* **THE EXERCISE**
Convert the records below into a JSON list of strings with one string per line and blank lines omitted. Begin at the first line of the records and stop after the line containing "pixel 438 394".

--- DATA ENTRIES ---

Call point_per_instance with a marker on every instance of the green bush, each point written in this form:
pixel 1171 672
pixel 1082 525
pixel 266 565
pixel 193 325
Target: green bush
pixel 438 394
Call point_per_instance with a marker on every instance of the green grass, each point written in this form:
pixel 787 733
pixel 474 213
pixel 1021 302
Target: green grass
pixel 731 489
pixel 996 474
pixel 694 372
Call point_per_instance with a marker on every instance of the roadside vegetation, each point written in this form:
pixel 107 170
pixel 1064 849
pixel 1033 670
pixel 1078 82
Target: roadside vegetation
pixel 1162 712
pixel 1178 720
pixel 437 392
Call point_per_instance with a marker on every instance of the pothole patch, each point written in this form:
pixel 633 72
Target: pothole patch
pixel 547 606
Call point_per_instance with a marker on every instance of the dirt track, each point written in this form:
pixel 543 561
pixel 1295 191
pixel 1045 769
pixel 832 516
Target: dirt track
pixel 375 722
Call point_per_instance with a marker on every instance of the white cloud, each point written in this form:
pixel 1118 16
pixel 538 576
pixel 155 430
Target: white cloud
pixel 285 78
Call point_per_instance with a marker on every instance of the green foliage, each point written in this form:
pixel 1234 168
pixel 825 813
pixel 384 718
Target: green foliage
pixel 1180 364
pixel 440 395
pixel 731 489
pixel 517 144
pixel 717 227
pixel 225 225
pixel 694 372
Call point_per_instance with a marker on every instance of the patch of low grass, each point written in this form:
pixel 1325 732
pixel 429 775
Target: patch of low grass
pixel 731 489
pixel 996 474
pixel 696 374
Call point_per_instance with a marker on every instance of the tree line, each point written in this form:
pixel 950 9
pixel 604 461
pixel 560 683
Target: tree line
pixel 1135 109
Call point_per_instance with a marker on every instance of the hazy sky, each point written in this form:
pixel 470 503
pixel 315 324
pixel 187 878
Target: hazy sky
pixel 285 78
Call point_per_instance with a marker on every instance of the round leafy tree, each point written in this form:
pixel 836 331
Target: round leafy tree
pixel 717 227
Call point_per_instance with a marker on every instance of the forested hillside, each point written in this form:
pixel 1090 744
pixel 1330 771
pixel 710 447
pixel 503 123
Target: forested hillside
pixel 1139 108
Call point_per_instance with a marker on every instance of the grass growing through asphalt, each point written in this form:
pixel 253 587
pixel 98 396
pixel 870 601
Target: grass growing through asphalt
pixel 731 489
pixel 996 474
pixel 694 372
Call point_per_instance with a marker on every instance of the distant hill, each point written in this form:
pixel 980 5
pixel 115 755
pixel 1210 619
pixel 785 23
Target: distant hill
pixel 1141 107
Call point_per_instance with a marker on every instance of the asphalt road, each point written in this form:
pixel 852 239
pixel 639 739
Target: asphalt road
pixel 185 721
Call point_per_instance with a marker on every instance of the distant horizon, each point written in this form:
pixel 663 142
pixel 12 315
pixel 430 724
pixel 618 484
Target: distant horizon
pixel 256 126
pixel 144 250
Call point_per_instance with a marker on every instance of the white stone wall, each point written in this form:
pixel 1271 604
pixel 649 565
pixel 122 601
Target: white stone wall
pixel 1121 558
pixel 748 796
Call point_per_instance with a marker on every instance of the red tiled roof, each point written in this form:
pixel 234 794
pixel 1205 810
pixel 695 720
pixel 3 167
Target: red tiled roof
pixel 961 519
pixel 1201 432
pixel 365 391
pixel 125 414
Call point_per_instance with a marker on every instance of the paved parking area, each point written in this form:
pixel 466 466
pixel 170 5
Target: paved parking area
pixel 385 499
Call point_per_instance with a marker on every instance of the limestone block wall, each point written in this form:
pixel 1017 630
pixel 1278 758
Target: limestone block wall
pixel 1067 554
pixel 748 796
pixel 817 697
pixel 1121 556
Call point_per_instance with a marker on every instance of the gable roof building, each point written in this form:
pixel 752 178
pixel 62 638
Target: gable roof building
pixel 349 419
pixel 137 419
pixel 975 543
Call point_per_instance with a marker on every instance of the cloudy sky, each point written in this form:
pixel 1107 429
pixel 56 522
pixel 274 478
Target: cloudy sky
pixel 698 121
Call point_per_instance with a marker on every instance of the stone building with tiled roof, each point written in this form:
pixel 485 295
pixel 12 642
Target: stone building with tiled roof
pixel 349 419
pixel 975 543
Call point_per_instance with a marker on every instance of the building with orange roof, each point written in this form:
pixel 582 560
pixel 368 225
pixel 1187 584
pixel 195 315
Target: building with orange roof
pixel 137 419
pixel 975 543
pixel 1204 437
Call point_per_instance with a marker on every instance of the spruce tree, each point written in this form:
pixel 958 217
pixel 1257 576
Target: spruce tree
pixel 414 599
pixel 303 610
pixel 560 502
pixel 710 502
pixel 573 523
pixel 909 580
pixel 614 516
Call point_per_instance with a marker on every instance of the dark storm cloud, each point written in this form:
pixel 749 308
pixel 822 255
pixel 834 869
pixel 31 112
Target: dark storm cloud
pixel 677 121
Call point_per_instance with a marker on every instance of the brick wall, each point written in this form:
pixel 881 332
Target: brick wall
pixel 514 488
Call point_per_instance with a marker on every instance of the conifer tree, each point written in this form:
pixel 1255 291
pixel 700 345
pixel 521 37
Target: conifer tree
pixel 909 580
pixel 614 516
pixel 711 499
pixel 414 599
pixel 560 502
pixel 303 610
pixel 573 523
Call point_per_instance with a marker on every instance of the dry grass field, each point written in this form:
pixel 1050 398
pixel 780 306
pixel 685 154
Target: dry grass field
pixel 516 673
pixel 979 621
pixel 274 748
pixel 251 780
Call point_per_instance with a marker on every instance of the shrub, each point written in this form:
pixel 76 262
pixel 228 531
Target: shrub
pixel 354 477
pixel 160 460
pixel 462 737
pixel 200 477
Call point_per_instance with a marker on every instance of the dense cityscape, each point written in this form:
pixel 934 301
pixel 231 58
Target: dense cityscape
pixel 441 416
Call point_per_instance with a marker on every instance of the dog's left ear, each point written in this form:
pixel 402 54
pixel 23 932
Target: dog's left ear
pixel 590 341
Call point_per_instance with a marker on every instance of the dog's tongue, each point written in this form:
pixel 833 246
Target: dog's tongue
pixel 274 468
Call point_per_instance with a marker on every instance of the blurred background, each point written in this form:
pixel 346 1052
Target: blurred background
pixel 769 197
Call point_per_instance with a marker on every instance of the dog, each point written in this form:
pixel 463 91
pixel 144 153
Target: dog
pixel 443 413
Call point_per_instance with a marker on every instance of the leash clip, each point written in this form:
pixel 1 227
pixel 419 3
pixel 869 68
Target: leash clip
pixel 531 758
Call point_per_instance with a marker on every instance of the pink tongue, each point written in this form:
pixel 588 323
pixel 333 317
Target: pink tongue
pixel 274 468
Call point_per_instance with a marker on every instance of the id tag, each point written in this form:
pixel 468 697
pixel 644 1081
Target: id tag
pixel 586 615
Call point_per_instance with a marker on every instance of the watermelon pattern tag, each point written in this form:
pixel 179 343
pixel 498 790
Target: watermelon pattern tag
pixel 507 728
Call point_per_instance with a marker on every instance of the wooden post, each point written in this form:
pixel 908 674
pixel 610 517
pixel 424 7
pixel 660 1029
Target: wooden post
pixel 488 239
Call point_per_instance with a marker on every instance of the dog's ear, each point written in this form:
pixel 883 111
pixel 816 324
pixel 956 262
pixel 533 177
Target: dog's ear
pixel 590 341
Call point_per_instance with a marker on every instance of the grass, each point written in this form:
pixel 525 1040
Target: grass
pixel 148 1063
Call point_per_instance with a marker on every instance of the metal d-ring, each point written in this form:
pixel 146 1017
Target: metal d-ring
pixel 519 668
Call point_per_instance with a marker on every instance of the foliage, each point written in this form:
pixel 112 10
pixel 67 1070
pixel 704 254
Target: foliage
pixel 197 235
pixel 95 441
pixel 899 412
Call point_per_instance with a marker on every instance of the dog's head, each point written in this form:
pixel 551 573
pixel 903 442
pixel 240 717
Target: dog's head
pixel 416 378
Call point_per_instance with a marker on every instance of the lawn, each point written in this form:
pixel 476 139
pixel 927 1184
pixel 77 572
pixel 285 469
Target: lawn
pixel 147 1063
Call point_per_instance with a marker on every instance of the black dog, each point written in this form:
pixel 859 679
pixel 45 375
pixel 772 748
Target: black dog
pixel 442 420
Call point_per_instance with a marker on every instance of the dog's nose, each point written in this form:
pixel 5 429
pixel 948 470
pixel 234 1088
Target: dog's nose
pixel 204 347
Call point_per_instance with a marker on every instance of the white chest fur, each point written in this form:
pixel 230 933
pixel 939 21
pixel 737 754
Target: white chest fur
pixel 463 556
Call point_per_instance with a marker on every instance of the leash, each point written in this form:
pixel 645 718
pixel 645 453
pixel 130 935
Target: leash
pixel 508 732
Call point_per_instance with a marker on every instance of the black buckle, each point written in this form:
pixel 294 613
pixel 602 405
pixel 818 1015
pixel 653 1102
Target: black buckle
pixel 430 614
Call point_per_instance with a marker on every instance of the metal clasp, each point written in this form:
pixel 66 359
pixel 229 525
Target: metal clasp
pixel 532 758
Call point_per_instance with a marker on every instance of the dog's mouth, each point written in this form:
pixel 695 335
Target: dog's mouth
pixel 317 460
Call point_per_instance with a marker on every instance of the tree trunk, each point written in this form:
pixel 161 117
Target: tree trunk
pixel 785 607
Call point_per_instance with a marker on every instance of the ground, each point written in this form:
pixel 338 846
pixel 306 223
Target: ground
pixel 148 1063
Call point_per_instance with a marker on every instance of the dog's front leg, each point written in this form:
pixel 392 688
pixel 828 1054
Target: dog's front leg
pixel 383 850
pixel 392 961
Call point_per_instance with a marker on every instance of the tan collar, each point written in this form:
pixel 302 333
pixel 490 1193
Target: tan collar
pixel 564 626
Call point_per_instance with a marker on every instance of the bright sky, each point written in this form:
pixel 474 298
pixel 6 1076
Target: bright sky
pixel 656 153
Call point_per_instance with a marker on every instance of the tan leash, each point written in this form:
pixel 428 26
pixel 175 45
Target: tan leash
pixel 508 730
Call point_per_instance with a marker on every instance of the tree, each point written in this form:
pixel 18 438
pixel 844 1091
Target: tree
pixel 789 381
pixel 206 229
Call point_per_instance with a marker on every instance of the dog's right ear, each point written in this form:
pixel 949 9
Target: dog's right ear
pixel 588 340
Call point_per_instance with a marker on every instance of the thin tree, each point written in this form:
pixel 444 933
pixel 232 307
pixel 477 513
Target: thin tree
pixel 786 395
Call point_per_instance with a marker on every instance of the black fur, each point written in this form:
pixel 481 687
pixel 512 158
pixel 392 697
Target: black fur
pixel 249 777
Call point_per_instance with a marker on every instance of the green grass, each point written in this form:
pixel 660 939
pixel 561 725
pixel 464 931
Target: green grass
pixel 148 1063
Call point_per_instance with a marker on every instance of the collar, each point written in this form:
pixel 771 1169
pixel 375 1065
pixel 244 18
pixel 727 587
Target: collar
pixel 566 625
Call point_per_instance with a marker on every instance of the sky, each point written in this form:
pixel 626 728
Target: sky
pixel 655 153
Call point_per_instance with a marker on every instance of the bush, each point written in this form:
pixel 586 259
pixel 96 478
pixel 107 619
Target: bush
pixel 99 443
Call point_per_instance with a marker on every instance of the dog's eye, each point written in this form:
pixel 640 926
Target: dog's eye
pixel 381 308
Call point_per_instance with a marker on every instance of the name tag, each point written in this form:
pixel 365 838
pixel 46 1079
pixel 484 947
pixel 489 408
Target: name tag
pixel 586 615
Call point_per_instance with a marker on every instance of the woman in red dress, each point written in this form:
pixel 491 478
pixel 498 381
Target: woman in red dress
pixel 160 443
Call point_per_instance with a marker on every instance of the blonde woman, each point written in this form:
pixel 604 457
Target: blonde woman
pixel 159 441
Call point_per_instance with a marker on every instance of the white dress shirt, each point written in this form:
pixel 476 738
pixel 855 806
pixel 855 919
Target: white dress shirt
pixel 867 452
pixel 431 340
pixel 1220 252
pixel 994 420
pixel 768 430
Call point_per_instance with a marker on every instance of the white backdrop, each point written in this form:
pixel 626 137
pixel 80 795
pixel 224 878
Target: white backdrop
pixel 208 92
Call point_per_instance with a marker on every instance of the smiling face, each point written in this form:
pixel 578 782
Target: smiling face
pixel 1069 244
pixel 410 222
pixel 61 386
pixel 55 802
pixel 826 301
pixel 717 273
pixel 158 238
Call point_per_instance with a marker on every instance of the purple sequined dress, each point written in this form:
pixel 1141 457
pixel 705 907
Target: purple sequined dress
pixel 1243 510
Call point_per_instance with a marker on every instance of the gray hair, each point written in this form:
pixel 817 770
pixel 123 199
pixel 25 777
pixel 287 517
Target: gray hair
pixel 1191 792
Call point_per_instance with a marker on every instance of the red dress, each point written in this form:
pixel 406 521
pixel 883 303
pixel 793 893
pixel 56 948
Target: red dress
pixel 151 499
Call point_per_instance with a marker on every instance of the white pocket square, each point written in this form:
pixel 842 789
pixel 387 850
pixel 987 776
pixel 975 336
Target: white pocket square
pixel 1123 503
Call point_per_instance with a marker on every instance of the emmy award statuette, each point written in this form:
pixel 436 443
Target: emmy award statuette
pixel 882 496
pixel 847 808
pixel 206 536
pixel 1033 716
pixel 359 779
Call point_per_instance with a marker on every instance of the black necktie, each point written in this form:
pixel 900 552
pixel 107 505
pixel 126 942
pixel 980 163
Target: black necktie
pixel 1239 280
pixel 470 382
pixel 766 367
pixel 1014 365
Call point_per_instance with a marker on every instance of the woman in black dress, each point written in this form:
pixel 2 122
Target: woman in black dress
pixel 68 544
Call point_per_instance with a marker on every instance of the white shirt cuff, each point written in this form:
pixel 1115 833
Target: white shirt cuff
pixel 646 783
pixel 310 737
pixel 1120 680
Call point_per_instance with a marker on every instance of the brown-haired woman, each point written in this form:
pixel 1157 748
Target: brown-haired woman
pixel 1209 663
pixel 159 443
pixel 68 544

---

* **ANSWER FOR THE TASK**
[
  "Call point_per_instance with a marker on every instance of the green bush, each point written in this form:",
  "pixel 1171 672",
  "pixel 1082 525",
  "pixel 266 565",
  "pixel 193 325",
  "Target: green bush",
  "pixel 438 394"
]